## Stored records
═══

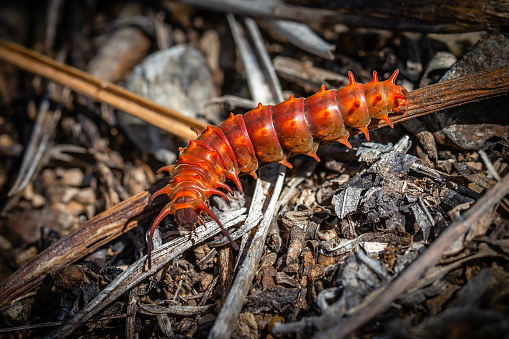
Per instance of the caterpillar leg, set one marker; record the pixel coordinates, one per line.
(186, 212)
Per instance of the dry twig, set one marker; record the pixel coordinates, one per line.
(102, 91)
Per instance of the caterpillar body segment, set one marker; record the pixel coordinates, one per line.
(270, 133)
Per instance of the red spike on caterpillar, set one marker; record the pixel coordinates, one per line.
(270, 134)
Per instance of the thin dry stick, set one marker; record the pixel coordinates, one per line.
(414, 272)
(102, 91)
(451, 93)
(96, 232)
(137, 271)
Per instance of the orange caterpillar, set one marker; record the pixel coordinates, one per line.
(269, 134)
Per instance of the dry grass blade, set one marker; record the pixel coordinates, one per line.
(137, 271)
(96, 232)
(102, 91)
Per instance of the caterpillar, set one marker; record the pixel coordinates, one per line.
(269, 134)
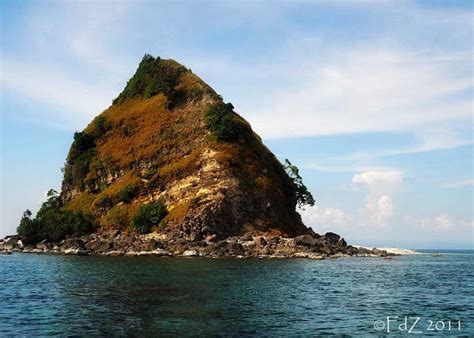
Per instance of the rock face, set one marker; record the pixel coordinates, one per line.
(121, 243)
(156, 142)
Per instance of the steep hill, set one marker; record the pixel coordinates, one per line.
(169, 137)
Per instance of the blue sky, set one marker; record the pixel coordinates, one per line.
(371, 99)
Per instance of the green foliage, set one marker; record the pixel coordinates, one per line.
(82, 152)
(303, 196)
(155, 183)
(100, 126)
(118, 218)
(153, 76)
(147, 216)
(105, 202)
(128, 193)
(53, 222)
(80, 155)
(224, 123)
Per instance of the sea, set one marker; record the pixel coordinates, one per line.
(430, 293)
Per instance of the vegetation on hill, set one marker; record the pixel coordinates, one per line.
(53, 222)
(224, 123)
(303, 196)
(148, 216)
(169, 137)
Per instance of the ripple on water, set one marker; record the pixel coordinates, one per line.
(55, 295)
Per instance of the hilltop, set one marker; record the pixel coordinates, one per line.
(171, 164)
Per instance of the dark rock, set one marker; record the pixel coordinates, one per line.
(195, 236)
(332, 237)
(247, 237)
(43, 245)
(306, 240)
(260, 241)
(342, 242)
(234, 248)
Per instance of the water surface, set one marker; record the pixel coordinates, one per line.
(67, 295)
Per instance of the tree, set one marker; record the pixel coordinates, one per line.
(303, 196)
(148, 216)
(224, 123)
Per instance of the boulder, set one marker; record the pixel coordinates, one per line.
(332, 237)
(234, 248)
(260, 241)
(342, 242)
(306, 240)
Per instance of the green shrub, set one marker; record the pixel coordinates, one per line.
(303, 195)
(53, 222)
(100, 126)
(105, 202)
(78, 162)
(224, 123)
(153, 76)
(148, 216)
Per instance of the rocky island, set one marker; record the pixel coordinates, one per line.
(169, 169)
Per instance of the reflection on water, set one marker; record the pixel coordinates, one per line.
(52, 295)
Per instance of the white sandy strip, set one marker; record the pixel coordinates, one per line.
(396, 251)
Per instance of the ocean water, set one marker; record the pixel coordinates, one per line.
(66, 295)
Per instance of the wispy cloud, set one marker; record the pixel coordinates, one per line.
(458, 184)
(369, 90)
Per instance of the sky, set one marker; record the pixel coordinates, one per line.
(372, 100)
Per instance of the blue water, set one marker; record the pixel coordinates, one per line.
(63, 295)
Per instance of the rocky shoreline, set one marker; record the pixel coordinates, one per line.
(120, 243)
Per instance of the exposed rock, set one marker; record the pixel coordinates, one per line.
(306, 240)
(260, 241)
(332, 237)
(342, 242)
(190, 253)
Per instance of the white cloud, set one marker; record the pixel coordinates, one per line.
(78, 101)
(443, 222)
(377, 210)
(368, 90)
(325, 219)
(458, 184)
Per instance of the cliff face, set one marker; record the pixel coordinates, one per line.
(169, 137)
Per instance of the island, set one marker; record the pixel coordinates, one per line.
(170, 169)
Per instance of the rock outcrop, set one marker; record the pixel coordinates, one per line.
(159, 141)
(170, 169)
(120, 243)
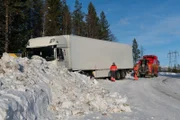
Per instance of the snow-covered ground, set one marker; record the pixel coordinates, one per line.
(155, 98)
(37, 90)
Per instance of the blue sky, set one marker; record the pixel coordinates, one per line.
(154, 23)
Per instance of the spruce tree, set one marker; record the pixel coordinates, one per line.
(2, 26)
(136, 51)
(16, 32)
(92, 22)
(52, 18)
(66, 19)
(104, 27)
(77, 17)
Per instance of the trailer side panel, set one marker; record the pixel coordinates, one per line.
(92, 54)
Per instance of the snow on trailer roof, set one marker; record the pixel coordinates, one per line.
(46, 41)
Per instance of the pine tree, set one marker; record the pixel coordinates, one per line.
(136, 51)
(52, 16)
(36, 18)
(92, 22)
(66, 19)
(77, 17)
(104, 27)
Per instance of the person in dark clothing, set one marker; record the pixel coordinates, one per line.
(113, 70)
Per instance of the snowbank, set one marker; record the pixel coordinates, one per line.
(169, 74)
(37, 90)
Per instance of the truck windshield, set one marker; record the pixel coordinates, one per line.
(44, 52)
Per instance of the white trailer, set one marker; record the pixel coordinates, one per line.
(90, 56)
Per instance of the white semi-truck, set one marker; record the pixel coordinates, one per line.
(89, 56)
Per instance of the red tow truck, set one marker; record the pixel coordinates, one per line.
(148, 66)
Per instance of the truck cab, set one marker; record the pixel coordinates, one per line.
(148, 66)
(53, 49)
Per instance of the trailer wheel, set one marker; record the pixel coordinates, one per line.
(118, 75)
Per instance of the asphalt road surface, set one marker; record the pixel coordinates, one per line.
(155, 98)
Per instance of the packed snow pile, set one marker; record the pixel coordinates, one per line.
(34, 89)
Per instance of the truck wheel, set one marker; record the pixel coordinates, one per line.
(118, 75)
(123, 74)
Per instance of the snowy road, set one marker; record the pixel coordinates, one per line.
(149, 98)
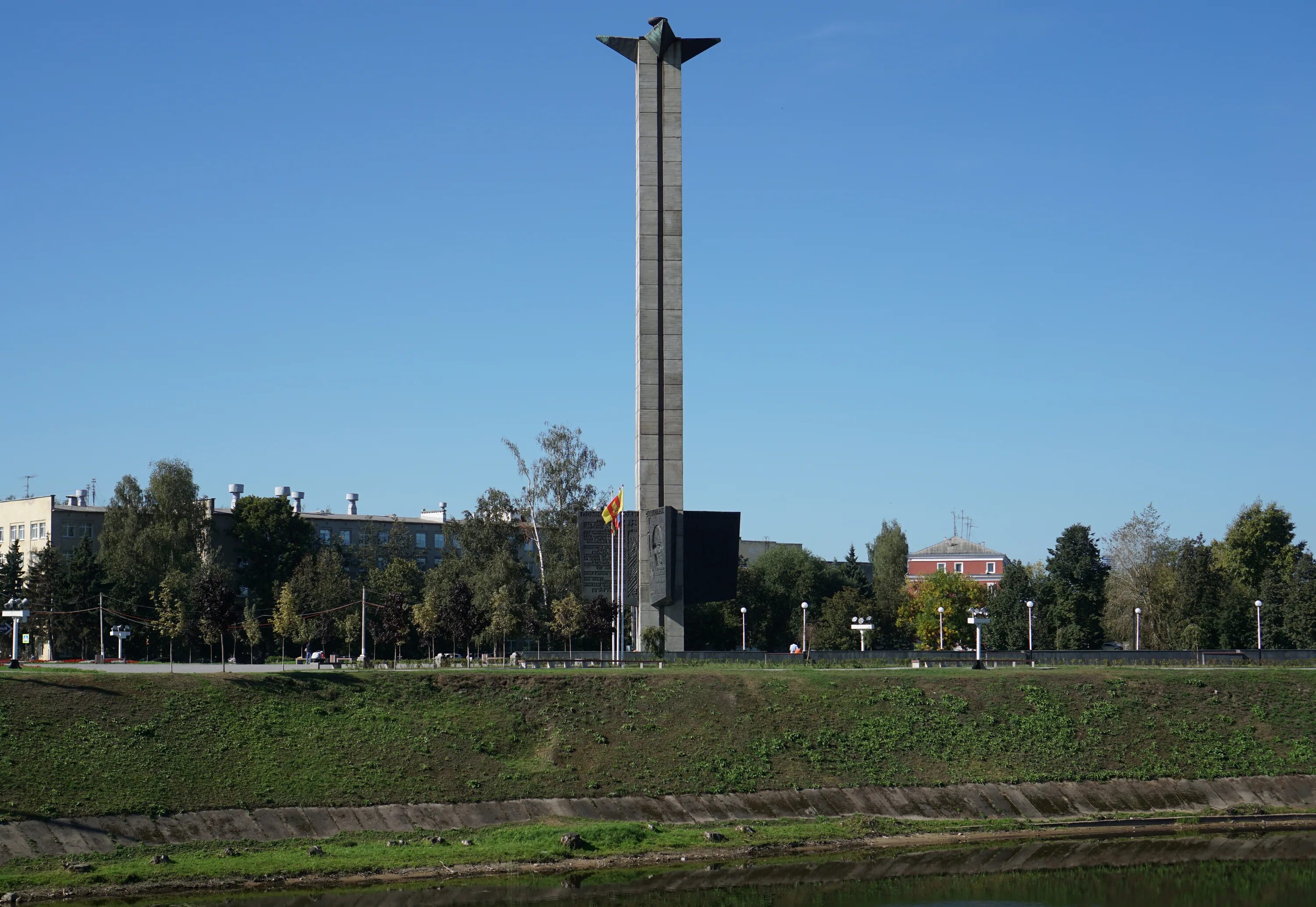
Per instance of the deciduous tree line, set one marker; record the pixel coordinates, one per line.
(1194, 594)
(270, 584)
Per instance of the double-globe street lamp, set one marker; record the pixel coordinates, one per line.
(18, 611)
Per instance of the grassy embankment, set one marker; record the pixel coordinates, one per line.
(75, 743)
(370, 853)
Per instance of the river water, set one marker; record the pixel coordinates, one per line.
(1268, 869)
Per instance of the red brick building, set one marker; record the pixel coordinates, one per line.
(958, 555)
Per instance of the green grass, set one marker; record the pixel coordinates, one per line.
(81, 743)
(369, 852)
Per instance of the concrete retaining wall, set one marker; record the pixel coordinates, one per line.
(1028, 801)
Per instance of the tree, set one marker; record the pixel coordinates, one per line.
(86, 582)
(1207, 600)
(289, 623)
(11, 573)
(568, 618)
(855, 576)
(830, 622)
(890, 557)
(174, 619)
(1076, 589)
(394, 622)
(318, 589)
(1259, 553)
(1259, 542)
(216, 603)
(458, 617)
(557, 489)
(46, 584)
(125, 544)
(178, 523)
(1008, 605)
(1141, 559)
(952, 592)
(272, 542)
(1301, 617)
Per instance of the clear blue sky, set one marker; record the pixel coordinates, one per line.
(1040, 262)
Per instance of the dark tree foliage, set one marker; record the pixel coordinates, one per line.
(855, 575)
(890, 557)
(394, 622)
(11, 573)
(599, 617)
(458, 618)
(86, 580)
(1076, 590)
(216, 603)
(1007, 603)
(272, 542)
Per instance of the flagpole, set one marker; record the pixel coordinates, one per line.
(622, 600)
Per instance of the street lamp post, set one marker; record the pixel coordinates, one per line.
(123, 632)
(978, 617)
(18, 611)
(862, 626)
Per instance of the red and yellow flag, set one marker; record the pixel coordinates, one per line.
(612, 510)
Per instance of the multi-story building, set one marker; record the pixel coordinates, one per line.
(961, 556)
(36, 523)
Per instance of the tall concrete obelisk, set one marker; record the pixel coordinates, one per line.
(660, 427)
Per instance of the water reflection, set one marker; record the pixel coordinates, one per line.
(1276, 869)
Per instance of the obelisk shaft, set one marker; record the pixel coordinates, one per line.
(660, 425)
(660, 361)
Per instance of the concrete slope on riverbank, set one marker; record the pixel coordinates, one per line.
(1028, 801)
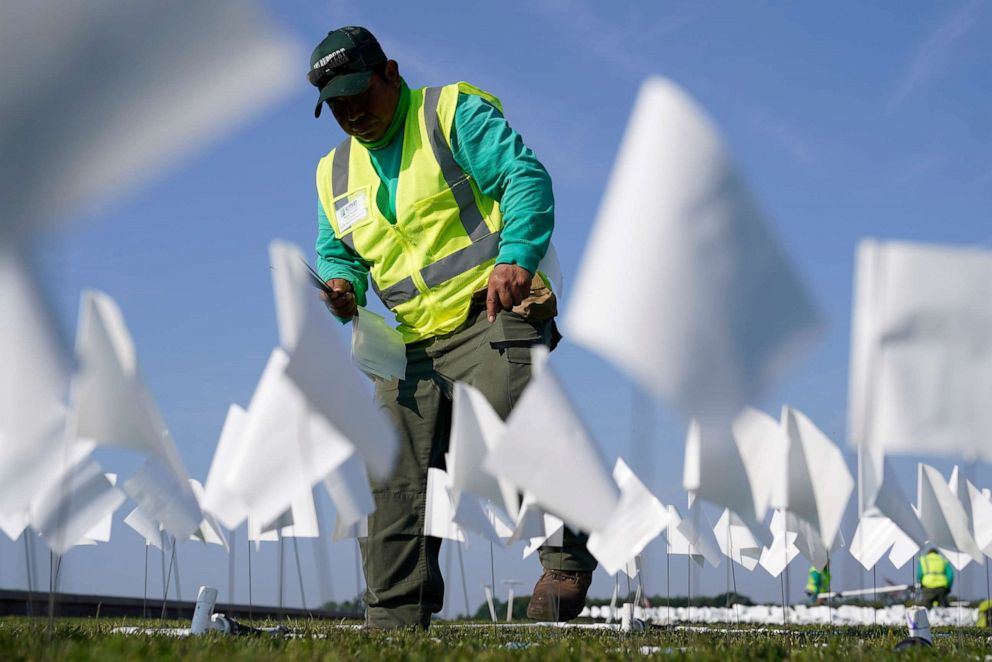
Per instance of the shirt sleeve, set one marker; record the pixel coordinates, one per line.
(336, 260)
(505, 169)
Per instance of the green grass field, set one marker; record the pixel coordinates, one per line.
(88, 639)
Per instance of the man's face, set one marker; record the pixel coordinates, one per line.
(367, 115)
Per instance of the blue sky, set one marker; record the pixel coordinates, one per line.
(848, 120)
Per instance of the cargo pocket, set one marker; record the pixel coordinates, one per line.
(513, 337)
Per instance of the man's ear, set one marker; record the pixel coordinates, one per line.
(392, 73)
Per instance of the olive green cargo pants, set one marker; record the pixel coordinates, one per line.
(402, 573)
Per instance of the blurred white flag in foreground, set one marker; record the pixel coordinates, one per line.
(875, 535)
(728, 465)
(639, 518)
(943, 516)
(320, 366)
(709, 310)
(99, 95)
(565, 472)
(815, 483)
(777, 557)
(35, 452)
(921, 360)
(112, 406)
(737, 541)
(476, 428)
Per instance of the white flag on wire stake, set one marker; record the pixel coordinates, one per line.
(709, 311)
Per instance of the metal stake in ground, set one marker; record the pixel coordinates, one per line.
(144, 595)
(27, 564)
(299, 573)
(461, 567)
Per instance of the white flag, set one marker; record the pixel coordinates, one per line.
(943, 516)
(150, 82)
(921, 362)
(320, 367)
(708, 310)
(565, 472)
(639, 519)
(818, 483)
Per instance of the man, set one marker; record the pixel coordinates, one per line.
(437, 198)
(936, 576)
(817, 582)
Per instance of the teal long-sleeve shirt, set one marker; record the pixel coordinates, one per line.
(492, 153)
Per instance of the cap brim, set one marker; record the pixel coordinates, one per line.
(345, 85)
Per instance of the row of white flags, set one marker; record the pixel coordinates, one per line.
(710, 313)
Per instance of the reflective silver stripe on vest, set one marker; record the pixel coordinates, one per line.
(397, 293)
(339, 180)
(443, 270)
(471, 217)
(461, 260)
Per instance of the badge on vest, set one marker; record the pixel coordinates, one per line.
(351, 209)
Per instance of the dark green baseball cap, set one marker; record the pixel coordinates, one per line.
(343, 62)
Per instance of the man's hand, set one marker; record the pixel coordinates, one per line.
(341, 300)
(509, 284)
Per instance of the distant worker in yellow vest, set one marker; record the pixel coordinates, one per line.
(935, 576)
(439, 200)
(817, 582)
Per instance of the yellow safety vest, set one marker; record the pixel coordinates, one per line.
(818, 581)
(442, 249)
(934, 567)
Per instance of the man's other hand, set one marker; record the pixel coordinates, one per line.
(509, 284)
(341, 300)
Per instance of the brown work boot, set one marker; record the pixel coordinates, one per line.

═══

Please convert the data from the line containing "Per instance of the river" through the line containing "(1276, 869)" into a Markdown table with a Row column that numbers each row and an Entry column that holds the line, leaving out any blank lines.

## Correct answer
| Row | Entry |
|---|---|
| 1 | Per instance of the river water, set one marker; record the pixel coordinates, one per line. |
| 2 | (1268, 869) |
| 3 | Per instance of the red brick building, set one marker; record the pixel coordinates, one per line. |
| 4 | (958, 555) |
| 5 | Per instance of the green grass, set one marker; record the pixel coordinates, one per line. |
| 6 | (81, 743) |
| 7 | (369, 852) |
| 8 | Per instance of the concrete retaining wall, set one marker; record the pixel coordinates, one per line. |
| 9 | (1028, 801) |
| 10 | Per instance of the tree, set one marker; record the pixel coordinates, one per line. |
| 11 | (86, 582) |
| 12 | (1207, 600) |
| 13 | (289, 623) |
| 14 | (11, 573) |
| 15 | (568, 618) |
| 16 | (855, 576) |
| 17 | (830, 622) |
| 18 | (890, 557) |
| 19 | (174, 619) |
| 20 | (1076, 589) |
| 21 | (394, 622) |
| 22 | (318, 589) |
| 23 | (1259, 553) |
| 24 | (1259, 542) |
| 25 | (216, 603) |
| 26 | (458, 617) |
| 27 | (557, 489) |
| 28 | (46, 584) |
| 29 | (125, 544) |
| 30 | (178, 523) |
| 31 | (1008, 605) |
| 32 | (1141, 559) |
| 33 | (952, 592) |
| 34 | (272, 542) |
| 35 | (1301, 617) |
| 36 | Per instance of the clear blue sky, set one marker; record the pixel coordinates, one per line. |
| 37 | (1040, 262) |
| 38 | Per instance of the dark tree foliage, set one marker; record the pixel coordinates, one per line. |
| 39 | (855, 575) |
| 40 | (890, 557) |
| 41 | (394, 622) |
| 42 | (11, 573) |
| 43 | (599, 617) |
| 44 | (458, 618) |
| 45 | (86, 580) |
| 46 | (1076, 590) |
| 47 | (216, 603) |
| 48 | (1007, 603) |
| 49 | (272, 542) |
| 50 | Per instance of the flagpole, set one marker; record the pixel coordinates, one per line. |
| 51 | (622, 600) |
| 52 | Per instance of the street lamp post, set one marker; record the pixel coordinates, one per line. |
| 53 | (123, 632) |
| 54 | (978, 617) |
| 55 | (18, 611) |
| 56 | (862, 626) |
| 57 | Per instance of the red and yellow flag, set one marker; record the pixel coordinates, one per line. |
| 58 | (612, 510) |
| 59 | Per instance of the multi-story building, set one marker; record the pixel coordinates, one per line. |
| 60 | (961, 556) |
| 61 | (36, 523) |
| 62 | Per instance of the tall concrete obelisk, set one marker; record the pixel coordinates, one per line. |
| 63 | (660, 427) |
| 64 | Per instance of the water reflection, set one marker; record the pixel coordinates, one per line. |
| 65 | (1276, 869) |